## Written instruction
Can you update everything from the start of the items down to the line containing "0;195;318;206" so that "grass on shore" becomes "grass along the shore", with all else unchanged?

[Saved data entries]
%%

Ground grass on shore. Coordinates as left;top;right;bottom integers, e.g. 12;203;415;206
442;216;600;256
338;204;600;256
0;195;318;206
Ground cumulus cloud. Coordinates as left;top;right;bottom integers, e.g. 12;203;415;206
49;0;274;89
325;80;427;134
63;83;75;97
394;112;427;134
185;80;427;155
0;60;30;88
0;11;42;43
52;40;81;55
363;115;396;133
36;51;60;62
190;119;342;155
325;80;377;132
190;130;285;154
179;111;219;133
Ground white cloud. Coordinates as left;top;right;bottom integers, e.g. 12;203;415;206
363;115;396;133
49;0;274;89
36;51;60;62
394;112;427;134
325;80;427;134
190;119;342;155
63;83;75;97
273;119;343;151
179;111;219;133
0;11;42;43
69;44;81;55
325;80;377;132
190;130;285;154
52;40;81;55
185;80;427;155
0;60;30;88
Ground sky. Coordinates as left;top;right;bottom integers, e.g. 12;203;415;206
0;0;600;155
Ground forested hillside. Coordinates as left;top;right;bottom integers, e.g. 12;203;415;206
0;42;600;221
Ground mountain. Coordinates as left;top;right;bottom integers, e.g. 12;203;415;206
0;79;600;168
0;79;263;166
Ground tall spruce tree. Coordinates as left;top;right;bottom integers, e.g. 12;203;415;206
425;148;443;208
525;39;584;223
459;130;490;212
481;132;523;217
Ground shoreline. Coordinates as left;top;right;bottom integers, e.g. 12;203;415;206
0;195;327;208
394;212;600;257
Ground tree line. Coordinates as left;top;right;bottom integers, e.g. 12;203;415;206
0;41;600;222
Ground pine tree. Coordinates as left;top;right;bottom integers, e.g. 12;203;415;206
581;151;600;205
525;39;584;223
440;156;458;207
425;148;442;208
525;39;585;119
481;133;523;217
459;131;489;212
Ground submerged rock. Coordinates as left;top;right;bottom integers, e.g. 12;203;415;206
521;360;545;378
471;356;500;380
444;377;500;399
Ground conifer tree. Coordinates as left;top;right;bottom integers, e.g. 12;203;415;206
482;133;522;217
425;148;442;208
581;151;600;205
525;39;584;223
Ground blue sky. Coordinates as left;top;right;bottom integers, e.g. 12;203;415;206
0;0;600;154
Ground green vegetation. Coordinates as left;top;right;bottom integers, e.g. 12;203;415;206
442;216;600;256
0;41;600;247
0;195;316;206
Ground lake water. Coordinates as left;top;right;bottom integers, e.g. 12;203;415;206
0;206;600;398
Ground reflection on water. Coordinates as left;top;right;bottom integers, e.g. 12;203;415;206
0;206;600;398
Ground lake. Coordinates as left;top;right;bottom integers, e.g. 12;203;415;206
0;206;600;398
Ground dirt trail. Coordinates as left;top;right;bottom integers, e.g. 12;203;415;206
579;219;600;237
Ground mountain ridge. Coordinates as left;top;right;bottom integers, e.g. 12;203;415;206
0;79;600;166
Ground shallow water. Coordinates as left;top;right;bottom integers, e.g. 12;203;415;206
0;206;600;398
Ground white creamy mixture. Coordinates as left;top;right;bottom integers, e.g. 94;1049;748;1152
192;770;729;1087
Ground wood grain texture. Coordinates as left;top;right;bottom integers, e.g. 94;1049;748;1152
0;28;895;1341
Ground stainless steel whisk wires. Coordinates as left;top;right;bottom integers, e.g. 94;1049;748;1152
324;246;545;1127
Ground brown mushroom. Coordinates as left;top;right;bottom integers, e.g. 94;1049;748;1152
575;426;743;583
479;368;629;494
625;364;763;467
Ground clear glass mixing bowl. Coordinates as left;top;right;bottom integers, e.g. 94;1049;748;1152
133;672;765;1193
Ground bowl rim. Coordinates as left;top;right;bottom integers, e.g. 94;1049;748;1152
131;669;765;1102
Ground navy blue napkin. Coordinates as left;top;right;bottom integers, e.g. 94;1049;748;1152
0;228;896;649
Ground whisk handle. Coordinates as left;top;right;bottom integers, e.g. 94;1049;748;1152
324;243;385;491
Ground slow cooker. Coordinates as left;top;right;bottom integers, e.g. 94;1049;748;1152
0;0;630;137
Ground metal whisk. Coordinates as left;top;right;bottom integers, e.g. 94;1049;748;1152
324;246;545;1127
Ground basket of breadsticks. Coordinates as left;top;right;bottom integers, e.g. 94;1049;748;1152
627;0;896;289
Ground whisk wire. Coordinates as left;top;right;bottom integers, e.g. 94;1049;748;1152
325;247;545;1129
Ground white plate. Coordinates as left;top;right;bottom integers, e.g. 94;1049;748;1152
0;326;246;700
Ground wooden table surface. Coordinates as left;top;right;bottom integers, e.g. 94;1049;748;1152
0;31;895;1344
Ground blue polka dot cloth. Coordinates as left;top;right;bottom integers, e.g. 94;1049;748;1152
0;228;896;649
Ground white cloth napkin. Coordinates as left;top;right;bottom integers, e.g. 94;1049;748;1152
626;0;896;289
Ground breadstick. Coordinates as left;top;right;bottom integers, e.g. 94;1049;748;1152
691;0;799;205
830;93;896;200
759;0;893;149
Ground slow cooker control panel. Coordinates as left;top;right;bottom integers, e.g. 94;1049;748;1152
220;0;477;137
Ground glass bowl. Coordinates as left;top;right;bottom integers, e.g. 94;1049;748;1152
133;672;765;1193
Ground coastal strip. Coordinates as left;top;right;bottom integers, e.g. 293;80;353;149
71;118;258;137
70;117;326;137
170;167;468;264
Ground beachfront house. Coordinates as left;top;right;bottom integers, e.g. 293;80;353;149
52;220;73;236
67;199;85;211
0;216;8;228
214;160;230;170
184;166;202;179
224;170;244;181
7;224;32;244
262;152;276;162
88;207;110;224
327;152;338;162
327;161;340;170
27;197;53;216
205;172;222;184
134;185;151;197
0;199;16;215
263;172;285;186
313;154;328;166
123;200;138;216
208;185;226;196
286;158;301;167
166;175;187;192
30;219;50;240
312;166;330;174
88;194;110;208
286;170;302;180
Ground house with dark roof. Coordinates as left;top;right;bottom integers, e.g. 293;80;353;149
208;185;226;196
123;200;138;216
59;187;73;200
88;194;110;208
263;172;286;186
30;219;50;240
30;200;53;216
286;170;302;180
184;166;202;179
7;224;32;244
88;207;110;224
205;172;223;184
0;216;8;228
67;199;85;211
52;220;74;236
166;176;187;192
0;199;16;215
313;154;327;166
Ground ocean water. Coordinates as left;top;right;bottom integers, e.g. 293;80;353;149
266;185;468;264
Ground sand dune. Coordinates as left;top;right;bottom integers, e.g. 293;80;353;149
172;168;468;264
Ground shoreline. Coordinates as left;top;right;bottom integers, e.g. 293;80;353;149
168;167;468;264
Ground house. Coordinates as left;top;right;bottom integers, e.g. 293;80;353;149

%%

## Result of this exercise
Ground grass along the shore. Coordinates as left;top;right;bottom integers, e.g. 12;203;415;206
442;216;600;256
338;204;600;256
0;195;318;206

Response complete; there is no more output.